• Passage:

※ ※ ※

Known MATLAB issues

Matlab 2014b and above can experience the following issues when run on BioHPC systems. BioHPC has reported these issues to the MATLAB developer, but no fix is currently available.

The built-in `mkdir` function to create directories gives a 'Permission Denied' error on the /project directory.
Please use the 'system('mkdir -p mydir')' command instead of mkdir.
If editor sessions were open when MATLAB was closed, it will fail to load with a library error when next run on a webGUI or thin-client session.
Please start MATLAB with the -softwareopengl option 'matlab -softwareopengl' as a workaround.

Matlab 2018b job submission to the cluster can fail if ran directly from a workstation or a thinclient. As a workaround, consider

Running Matlab 2018b directly from a WebGUI session
Using Matlab 2019a/b

MATLAB Parallel Computing on BioHPC

Build-in Multithreading
Automatically handled by MATLAB, use of vector operations in place of for loops.
Parallel Computing Toolbox
Acceleration MATLAB code with very little code changes, job will running on your workstation, thin-client or a reserved compute node
- Parallel for loop (parfor), described here
- Spmd (Single Program Multiple Data), described here
- pmode (Interactive environment for spmd development), described here
- Parallel Computing with GPU, described here
Matlab Distributed Computing Server (MDCS)

※ ※ ※

• Excerpted data:
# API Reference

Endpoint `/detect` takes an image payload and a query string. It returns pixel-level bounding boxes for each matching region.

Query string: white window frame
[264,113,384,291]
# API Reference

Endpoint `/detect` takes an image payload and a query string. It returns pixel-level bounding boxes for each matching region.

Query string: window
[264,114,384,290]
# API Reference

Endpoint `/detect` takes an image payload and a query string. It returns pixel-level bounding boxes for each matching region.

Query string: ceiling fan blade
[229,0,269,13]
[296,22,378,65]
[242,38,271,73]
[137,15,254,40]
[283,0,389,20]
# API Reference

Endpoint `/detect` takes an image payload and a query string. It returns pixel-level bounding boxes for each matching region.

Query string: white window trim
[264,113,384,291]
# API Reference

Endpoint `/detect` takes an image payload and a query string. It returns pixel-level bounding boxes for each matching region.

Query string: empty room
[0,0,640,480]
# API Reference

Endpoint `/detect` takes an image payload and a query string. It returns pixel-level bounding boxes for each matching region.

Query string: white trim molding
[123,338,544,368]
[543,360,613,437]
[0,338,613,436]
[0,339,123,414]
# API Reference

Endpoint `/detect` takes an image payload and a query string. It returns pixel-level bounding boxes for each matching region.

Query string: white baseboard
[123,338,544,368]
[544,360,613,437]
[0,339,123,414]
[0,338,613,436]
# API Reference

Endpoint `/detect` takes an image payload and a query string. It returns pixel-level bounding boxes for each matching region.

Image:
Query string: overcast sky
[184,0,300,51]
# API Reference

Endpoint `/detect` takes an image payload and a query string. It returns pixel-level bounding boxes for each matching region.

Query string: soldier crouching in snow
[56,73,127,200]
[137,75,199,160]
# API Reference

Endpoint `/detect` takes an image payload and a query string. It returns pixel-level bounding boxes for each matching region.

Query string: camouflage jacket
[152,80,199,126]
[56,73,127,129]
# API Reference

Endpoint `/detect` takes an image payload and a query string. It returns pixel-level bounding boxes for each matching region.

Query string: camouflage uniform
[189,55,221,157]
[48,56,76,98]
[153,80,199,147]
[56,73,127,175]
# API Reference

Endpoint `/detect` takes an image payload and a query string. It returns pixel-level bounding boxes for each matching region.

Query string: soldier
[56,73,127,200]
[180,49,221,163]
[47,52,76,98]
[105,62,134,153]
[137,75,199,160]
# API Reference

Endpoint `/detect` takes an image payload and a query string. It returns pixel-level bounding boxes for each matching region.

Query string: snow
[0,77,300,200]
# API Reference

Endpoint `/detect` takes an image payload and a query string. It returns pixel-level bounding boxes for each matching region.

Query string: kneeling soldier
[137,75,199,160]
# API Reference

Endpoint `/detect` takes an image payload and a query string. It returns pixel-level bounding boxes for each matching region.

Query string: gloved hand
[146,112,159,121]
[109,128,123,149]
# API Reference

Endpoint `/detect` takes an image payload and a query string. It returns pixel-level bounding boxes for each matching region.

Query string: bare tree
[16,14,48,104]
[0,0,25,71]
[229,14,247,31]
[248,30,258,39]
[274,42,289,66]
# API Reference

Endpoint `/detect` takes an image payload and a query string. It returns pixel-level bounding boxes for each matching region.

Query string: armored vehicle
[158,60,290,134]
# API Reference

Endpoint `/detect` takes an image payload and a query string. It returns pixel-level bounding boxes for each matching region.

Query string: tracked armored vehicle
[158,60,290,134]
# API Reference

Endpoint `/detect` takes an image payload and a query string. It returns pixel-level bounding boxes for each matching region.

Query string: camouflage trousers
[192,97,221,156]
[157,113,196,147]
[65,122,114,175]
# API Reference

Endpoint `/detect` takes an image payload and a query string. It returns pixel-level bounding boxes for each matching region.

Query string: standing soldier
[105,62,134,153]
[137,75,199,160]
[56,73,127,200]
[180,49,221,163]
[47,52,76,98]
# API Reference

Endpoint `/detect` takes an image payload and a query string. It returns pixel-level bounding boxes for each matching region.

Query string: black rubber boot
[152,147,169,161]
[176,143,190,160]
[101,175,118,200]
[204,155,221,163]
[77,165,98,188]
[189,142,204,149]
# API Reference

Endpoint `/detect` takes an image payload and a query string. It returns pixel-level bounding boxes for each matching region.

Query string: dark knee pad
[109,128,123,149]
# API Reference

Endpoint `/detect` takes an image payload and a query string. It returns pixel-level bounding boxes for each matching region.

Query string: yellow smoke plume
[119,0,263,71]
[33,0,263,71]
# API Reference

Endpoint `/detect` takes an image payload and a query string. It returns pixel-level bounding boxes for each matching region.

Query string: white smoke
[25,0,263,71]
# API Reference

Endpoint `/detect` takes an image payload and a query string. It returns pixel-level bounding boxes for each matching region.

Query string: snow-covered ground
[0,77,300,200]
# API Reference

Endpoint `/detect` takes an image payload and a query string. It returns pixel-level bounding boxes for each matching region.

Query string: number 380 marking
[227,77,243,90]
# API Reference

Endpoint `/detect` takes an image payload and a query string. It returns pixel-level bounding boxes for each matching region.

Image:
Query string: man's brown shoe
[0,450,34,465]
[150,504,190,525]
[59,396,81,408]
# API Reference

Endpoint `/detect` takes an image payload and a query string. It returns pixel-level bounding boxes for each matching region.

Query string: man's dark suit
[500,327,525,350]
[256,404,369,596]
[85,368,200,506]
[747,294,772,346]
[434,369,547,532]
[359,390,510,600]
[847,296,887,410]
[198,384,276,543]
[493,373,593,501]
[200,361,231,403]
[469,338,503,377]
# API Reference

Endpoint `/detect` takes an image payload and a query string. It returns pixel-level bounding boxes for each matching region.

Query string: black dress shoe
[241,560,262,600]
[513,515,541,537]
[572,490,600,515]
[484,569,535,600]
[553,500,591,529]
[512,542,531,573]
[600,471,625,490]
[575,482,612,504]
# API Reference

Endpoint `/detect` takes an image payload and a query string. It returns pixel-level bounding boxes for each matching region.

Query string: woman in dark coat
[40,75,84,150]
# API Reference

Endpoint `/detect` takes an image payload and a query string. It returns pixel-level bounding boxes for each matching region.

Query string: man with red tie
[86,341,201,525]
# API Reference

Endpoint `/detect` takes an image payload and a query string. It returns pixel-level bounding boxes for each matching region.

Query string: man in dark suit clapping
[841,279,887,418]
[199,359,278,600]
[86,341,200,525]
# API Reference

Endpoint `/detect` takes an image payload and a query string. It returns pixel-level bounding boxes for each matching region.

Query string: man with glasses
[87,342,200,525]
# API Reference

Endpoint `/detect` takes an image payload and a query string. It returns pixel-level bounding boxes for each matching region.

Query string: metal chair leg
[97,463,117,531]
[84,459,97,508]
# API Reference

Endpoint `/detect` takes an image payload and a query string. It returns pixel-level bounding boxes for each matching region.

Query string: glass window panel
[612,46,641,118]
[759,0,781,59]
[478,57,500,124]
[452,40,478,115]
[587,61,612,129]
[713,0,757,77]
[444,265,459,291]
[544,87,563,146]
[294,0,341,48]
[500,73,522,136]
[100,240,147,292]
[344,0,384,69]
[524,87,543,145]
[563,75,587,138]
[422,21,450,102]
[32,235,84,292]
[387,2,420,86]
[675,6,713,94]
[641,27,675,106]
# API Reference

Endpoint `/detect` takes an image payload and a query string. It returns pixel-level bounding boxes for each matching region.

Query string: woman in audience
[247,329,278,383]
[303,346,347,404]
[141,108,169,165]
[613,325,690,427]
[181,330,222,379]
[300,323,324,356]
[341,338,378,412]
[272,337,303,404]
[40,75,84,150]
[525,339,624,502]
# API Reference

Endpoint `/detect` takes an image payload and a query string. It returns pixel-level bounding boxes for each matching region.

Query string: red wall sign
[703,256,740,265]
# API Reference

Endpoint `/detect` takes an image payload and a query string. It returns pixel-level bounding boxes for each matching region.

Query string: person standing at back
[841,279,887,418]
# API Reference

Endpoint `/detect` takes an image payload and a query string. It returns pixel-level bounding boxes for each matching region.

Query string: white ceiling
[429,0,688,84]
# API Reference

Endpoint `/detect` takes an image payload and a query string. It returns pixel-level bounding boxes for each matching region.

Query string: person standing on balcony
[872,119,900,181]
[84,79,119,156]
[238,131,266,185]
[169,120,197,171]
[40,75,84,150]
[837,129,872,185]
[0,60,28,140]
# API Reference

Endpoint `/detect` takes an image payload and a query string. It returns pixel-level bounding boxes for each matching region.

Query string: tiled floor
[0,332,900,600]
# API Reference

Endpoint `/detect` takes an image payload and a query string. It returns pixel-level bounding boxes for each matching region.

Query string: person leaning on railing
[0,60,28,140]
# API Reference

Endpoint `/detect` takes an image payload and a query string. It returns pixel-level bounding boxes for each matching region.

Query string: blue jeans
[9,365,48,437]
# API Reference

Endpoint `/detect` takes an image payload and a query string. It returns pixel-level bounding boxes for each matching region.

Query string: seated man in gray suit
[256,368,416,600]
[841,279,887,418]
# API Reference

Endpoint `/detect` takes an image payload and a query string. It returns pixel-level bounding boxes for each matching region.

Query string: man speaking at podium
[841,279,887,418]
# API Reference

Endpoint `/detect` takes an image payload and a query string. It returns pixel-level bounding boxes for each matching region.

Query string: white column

※ ※ ※

• Exercise brief:
Reproduce word for word the portion of the MATLAB issues page starting with "Matlab 2014b and" and going on through "the /project directory.". The items play no part in what follows.

• Response:
Matlab 2014b and above can experience the following issues when run on BioHPC systems. BioHPC has reported these issues to the MATLAB developer, but no fix is currently available.

The built-in `mkdir` function to create directories gives a 'Permission Denied' error on the /project directory.